◆ Stated problem a: Reproduce word for word everything in the entries from the line containing "Can you spot the sign" down to the line containing "x=459, y=170", including both of those lines and nothing else.

◆ Excerpt provided:

How to parse the meta keywords of chinese with java regex? - java

I have code below, but it looks it parse keyword in wrong way for chinese. How can i change it?
OUTPUT:
keyword:test
keyword:中
keyword:文
keyword:U
keyword:I
keyword:素
keyword:材
Should be below:
keyword:test
keyword:中文
keyword:UI
keyword:素材
This is my code:
public class test {
public static final Pattern KEYWORDS_REGEX =
Pattern.compile("[^\\s,](?:[^,]+[^\\s,])?");
/**
* #param args
*/
public static void main(String[] args) {
// TODO Auto-generated method stub
String keywords = "test, 中文, UI, 素材";
Matcher matcher = KEYWORDS_REGEX.matcher(keywords);
while (matcher.find()) {
String s = matcher.group();
System.out.println("keyword:" +s);
}
}
Thanks!

The problem isn't with Chinese characters, the problem is with keywords that are two characters long. (That's why it affects UI as well.) This regex:
[^\s,](?:[^,]+[^\s,])?
allows two possibilities:
[^\s,] <-- exactly one character
[^\s,][^,]+[^\s,] <-- three or more characters
so any keywords with two characters will not match, so they get split into single-character keywords.
You could fix your regex by changing [^,]+ to [^,]*, but I'm inclined to agree with the spirit of Kisaro's comment above; I think you'd be better off using Pattern.split:
private static final KEYWORD_SPLITTER = Pattern.compile("\\s*,\\s*");
for(final String s : KEYWORD_SPLITTER.split(keywords))
System.out.println("keyword:" + s);

Your regex should be \\w to match words. This should generate the desired output.
Also since someone suggested explode: Apache Commons

Related

Convert this pattern to regex for Pattern.matches(..)

◆ Stated problem b: Quote the Java regex thread in full, unchanged.

◆ Data rows:
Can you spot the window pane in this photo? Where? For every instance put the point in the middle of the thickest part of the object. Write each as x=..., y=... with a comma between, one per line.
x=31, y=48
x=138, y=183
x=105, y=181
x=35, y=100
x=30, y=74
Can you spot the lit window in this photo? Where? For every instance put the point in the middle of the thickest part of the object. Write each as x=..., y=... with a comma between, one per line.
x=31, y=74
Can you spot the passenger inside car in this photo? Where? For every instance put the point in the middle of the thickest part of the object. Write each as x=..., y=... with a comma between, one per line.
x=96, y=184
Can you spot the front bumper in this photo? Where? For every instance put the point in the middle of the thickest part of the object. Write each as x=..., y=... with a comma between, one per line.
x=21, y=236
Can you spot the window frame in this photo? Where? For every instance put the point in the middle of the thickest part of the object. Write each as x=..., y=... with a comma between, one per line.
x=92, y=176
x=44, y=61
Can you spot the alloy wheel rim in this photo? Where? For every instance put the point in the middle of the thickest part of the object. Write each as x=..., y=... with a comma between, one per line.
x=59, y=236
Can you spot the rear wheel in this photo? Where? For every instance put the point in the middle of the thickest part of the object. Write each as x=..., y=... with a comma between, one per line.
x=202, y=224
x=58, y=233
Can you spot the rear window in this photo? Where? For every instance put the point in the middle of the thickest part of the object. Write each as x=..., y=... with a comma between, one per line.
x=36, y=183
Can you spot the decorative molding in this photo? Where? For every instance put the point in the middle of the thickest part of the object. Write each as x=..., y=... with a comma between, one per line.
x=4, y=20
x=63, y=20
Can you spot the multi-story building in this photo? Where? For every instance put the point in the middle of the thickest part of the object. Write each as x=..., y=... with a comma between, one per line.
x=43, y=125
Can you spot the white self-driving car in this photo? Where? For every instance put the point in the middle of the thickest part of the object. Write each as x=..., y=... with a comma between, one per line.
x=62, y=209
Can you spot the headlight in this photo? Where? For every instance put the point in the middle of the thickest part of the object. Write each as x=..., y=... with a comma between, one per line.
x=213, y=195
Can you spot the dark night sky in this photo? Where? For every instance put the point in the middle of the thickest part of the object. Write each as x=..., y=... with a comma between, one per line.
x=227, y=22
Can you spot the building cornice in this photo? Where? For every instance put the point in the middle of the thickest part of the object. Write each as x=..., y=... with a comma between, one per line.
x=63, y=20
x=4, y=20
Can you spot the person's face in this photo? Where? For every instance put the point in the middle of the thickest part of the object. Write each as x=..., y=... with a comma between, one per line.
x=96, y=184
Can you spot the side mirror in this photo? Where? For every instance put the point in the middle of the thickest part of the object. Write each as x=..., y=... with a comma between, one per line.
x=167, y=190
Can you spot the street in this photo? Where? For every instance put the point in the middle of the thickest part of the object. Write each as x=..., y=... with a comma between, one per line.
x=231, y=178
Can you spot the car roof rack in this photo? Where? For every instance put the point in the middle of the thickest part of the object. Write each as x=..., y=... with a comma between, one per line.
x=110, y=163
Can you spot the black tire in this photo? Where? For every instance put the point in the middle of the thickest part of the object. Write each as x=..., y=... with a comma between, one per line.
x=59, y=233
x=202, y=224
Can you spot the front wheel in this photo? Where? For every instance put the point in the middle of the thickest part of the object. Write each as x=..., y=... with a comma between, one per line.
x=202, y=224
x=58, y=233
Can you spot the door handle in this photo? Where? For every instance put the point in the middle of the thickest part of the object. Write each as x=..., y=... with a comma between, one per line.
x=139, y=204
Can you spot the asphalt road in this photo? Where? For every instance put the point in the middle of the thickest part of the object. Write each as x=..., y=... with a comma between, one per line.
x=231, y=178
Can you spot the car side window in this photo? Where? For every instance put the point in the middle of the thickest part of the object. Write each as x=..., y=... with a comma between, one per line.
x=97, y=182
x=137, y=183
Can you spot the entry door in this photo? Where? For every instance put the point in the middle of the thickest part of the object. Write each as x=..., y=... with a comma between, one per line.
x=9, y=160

---

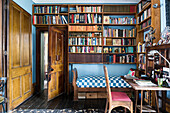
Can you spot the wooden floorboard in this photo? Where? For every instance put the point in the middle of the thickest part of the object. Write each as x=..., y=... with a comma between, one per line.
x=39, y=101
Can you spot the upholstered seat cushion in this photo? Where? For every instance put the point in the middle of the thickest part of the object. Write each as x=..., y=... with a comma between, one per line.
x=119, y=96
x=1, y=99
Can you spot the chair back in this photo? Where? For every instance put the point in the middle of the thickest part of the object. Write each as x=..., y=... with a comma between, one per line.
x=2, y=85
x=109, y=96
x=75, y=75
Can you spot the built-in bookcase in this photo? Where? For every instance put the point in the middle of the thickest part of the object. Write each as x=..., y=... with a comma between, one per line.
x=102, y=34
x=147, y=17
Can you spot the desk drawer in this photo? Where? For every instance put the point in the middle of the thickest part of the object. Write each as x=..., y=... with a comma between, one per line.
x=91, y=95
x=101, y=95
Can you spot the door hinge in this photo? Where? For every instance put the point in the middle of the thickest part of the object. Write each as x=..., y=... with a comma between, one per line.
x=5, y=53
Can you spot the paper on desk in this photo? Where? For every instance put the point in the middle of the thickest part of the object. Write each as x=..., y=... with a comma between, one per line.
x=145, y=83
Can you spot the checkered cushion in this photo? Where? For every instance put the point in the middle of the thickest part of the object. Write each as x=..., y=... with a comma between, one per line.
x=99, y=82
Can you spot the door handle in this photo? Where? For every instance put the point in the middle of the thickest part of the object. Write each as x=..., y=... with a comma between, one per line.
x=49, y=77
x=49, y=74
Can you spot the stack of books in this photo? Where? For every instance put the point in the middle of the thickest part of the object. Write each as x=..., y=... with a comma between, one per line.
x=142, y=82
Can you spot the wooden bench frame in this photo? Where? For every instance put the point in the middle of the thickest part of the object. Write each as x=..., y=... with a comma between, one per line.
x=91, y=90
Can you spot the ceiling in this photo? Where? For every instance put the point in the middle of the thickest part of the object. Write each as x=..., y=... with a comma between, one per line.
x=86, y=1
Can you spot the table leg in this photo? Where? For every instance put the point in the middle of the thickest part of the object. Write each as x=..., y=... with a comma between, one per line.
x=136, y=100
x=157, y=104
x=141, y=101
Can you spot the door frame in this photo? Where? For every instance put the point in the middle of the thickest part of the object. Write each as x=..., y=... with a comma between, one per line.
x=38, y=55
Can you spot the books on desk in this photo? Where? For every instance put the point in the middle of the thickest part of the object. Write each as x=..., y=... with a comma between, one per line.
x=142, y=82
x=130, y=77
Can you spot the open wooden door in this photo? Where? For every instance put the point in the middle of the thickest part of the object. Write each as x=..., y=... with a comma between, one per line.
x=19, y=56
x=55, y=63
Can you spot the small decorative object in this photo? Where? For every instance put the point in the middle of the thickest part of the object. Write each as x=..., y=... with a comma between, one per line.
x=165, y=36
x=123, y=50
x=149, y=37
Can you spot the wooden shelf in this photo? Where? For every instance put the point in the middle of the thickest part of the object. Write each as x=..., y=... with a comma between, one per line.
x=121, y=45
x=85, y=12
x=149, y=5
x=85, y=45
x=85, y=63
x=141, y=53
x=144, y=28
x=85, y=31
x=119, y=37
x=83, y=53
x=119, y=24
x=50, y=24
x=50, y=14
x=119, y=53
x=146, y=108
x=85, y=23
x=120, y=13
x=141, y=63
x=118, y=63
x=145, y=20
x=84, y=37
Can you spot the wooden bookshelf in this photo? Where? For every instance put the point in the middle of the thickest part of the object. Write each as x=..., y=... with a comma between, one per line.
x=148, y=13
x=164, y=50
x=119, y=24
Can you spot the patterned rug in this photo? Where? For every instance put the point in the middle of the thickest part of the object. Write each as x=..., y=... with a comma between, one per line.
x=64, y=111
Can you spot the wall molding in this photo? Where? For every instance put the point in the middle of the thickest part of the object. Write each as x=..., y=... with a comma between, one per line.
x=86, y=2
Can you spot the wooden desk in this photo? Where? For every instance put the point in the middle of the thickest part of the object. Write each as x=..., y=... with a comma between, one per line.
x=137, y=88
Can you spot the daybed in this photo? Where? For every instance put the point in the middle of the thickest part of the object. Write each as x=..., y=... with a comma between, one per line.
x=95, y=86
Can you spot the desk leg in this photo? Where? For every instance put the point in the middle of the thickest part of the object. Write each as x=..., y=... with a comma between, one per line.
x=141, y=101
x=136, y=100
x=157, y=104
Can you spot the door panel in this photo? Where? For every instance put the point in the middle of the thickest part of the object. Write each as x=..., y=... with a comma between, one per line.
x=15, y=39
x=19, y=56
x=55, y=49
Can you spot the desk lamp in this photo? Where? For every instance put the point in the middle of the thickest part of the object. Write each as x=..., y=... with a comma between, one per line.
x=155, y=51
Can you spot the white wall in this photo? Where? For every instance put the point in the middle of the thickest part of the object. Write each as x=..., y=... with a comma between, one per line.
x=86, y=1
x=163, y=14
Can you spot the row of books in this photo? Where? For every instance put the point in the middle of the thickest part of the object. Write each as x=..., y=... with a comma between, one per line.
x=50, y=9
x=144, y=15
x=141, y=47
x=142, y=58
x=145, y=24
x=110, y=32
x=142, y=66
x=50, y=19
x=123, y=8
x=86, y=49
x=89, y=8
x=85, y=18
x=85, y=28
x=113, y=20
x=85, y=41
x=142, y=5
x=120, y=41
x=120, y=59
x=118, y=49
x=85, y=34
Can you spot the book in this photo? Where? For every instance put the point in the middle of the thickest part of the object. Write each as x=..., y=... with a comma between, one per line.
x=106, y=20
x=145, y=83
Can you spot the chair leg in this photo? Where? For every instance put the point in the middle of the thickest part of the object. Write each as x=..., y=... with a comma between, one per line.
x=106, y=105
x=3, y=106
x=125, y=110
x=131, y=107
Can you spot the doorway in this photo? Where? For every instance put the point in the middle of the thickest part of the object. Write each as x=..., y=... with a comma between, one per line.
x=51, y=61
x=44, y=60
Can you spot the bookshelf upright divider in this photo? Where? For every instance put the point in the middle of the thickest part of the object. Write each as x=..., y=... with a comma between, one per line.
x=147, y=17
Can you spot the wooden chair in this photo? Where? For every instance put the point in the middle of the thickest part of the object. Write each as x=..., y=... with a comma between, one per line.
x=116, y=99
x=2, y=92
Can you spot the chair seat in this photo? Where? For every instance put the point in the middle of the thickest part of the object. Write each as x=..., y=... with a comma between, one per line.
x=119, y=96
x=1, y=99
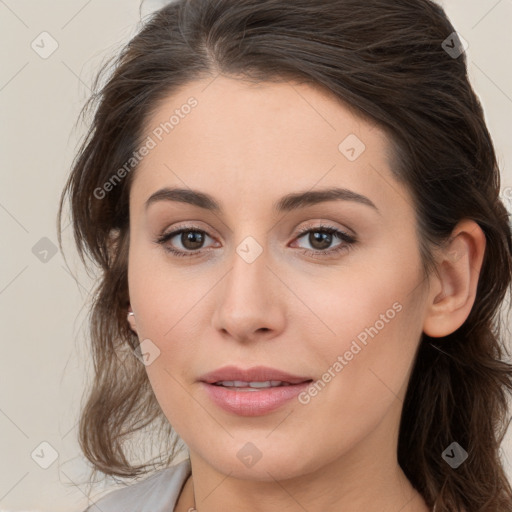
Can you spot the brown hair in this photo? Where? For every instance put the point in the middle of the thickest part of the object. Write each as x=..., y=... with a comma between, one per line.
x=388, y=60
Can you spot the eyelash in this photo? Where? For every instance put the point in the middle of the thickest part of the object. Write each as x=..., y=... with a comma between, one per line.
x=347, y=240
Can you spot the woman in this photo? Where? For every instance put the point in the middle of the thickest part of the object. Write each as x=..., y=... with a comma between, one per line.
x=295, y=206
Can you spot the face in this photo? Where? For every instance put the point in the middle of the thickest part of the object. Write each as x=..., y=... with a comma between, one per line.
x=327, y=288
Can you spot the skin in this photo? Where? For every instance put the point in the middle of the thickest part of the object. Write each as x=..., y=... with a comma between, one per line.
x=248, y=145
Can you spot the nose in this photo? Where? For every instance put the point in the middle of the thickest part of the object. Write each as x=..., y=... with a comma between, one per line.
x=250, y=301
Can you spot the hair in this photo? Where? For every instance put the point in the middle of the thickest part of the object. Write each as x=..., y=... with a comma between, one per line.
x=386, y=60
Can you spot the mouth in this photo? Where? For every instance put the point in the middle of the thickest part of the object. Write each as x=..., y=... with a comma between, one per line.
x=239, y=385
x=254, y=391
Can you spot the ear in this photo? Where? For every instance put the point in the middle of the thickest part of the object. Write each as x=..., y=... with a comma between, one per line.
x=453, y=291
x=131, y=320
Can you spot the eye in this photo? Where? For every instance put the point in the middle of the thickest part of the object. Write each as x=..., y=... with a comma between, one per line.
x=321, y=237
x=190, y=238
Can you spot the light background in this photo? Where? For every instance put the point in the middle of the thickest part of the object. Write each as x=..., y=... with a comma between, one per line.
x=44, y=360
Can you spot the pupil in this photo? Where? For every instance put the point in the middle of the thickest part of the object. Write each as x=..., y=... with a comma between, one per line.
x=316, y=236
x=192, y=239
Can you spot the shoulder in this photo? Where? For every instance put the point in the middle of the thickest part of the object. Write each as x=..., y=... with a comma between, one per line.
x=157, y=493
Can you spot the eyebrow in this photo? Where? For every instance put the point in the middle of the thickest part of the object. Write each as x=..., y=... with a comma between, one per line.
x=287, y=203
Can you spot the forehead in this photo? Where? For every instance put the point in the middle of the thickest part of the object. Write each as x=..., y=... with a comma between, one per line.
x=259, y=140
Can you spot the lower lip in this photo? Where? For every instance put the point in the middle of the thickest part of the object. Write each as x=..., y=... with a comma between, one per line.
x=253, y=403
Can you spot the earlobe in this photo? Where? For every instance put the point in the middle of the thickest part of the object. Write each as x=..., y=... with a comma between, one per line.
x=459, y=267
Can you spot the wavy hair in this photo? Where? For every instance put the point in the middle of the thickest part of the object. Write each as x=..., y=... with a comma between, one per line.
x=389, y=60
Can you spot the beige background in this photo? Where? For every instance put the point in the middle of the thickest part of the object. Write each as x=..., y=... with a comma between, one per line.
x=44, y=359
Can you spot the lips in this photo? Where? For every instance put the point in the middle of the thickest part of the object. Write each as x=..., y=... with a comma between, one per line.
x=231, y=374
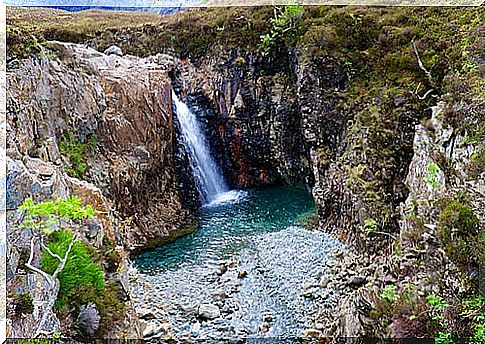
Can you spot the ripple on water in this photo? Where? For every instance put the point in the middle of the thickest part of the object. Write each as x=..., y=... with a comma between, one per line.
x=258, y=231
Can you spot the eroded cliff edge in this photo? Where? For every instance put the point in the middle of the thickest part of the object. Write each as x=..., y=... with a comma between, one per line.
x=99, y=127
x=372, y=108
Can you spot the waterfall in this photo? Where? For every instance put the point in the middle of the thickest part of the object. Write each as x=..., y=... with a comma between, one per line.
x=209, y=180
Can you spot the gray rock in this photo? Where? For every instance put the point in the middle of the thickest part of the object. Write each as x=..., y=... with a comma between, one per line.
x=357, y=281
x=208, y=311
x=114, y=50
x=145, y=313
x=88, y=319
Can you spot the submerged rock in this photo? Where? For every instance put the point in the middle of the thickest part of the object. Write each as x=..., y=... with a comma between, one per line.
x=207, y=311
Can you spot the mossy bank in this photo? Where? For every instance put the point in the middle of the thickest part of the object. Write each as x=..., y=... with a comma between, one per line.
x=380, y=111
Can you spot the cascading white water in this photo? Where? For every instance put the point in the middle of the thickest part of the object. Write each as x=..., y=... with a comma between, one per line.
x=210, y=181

...

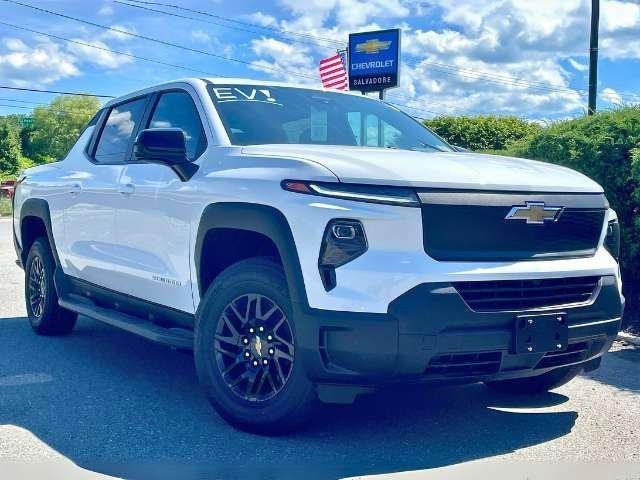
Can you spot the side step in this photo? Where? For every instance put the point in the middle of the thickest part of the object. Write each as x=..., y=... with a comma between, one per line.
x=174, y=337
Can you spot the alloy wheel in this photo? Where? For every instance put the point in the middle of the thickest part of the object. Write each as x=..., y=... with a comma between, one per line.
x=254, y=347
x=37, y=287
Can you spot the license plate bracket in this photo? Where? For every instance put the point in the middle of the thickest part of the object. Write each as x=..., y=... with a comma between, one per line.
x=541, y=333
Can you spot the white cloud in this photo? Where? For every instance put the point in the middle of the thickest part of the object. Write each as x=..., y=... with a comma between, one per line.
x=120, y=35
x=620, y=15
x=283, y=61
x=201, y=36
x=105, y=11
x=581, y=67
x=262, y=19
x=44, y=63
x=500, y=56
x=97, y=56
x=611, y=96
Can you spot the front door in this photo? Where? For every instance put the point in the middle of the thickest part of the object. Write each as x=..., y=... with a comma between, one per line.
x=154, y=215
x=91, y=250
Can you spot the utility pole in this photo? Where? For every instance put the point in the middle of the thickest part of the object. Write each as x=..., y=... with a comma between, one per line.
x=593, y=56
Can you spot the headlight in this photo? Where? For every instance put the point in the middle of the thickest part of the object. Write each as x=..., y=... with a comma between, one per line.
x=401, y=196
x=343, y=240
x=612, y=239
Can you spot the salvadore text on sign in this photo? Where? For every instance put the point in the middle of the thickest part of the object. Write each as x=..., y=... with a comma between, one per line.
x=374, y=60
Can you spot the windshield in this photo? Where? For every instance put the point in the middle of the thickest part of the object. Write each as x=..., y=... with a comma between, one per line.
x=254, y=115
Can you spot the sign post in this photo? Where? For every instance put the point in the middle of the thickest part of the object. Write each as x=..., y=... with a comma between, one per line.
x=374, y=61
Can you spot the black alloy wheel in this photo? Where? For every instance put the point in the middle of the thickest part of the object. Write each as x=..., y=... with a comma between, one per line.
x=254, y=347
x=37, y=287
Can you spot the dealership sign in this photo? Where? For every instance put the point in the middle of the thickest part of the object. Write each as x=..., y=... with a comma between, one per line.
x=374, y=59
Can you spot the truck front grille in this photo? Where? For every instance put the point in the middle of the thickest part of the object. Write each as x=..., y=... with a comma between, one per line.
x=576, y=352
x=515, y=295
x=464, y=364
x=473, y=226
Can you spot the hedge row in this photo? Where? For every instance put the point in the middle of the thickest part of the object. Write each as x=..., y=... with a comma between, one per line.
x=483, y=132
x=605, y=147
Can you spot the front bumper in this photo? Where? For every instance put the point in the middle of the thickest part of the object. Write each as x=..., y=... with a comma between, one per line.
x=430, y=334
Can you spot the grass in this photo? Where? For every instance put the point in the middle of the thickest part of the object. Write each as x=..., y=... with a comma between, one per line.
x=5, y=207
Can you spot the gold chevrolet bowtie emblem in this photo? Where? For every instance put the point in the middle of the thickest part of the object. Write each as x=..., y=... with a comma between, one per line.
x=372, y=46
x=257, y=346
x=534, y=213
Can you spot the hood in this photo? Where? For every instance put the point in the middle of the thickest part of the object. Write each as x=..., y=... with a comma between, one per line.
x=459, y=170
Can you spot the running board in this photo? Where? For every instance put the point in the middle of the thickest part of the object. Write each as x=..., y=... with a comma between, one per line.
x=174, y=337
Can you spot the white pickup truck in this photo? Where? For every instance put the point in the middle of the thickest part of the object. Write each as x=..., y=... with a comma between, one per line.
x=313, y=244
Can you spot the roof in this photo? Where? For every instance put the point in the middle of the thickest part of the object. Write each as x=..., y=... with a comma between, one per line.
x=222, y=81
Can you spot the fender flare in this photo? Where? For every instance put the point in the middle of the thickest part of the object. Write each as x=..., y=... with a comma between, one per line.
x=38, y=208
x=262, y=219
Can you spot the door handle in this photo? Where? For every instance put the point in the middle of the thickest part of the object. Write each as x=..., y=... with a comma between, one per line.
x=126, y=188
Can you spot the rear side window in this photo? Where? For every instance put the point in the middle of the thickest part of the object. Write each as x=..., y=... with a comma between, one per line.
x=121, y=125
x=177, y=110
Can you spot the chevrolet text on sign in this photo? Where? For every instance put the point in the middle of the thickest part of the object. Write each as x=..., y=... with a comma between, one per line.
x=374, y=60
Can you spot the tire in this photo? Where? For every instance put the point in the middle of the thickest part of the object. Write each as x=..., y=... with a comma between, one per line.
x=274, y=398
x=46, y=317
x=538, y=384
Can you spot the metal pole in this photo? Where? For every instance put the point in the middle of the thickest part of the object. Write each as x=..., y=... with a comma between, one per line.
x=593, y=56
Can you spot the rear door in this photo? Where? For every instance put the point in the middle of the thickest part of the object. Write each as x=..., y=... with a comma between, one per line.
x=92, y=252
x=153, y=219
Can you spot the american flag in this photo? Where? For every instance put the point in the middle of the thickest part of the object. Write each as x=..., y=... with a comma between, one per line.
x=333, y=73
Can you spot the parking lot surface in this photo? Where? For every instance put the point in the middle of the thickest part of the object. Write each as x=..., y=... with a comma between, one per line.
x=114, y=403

◆ Right answer a:
Can you spot the sign post in this photo? Where? For every instance put the point in the middle of the thickest part of the object. Write each as x=..., y=... with a comma between, one per line.
x=374, y=61
Can you spot the black alloy wheel in this photo? Where? For every instance put the point in the middle of the thickest part of the object. Write each as x=..., y=... with a comma between, one per line.
x=254, y=347
x=37, y=287
Can you spot the dealership sign in this photo? Where? For every instance put the point in the middle of the thickest part of the object. Write each as x=..., y=... with a comma between, one per line.
x=374, y=59
Can you spot the truck front grille in this photo? Where? For every instance put the point in the middle of the thickest part of the object. Write each as x=..., y=... with a comma between, one per line.
x=576, y=352
x=515, y=295
x=464, y=364
x=473, y=226
Can you spot the hedge row in this photo? Where? For every instance put the point in the middle of the thickest part of the object. Write each as x=..., y=... with a comma between, one per line.
x=483, y=132
x=605, y=147
Can you spot the front bumper in this photo? Where? For every instance put the point in the middle of the thickest part of the object. Write each as x=..., y=... with a comma between, one per line.
x=430, y=334
Can you spot the grass in this photo? Where? For every instance put the point in the middle of the thickest part of the object. Write each as x=..., y=... with a comma between, one per line.
x=5, y=207
Can you spot the gold chevrolet bowtie emblem in this photo? Where? For every instance put the point in the middle of the thickest part of the object. Write each as x=..., y=... with a comma between, one per line.
x=372, y=46
x=257, y=346
x=534, y=213
Can you spot the hood in this photo? Where? For every instance put the point in the middle of the thickest part of the object. Write each as x=..., y=... with a comma between, one per line.
x=459, y=170

◆ Right answer b:
How to parse the meta keywords of chinese with java regex? - java

I have code below, but it looks it parse keyword in wrong way for chinese. How can i change it?
OUTPUT:
keyword:test
keyword:中
keyword:文
keyword:U
keyword:I
keyword:素
keyword:材
Should be below:
keyword:test
keyword:中文
keyword:UI
keyword:素材
This is my code:
public class test {
public static final Pattern KEYWORDS_REGEX =
Pattern.compile("[^\\s,](?:[^,]+[^\\s,])?");
/**
* #param args
*/
public static void main(String[] args) {
// TODO Auto-generated method stub
String keywords = "test, 中文, UI, 素材";
Matcher matcher = KEYWORDS_REGEX.matcher(keywords);
while (matcher.find()) {
String s = matcher.group();
System.out.println("keyword:" +s);
}
}
Thanks!

The problem isn't with Chinese characters, the problem is with keywords that are two characters long. (That's why it affects UI as well.) This regex:
[^\s,](?:[^,]+[^\s,])?
allows two possibilities:
[^\s,] <-- exactly one character
[^\s,][^,]+[^\s,] <-- three or more characters
so any keywords with two characters will not match, so they get split into single-character keywords.
You could fix your regex by changing [^,]+ to [^,]*, but I'm inclined to agree with the spirit of Kisaro's comment above; I think you'd be better off using Pattern.split:
private static final KEYWORD_SPLITTER = Pattern.compile("\\s*,\\s*");
for(final String s : KEYWORD_SPLITTER.split(keywords))
System.out.println("keyword:" + s);

Your regex should be \\w to match words. This should generate the desired output.
Also since someone suggested explode: Apache Commons

Related

Convert this pattern to regex for Pattern.matches(..)